START Entries supplied

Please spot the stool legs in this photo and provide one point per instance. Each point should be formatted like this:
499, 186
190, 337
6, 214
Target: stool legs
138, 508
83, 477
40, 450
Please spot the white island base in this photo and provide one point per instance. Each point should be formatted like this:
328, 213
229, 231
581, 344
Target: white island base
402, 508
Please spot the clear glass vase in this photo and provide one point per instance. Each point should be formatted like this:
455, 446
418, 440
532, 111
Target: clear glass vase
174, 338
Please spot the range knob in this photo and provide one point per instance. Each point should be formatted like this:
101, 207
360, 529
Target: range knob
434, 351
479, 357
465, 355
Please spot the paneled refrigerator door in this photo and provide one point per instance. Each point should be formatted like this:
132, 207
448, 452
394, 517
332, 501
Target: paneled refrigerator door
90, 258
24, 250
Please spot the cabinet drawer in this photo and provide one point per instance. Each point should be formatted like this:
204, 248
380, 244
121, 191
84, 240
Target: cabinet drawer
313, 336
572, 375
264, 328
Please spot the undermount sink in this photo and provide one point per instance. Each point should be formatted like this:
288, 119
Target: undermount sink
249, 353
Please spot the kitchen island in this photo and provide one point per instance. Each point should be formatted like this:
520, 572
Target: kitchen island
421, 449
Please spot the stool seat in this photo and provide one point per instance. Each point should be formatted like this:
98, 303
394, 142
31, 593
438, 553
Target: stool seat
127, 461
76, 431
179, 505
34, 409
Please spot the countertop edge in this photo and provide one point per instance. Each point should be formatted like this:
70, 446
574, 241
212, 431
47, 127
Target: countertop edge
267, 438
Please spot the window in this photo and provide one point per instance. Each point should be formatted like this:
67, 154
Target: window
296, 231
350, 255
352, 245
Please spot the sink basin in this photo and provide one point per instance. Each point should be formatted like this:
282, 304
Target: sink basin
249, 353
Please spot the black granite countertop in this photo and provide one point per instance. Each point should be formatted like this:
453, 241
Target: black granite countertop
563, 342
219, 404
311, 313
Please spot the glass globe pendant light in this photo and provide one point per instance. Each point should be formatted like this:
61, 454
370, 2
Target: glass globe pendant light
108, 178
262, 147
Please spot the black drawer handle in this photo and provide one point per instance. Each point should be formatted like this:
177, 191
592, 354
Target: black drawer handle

END Entries supplied

* [Work to complete]
Which lines hold the word "handle"? Return all of them from the records above.

* [Answer to this task]
Please spot the black drawer handle in this photo and provide one point per instance. Each point should be formatted like this:
Target: black drawer handle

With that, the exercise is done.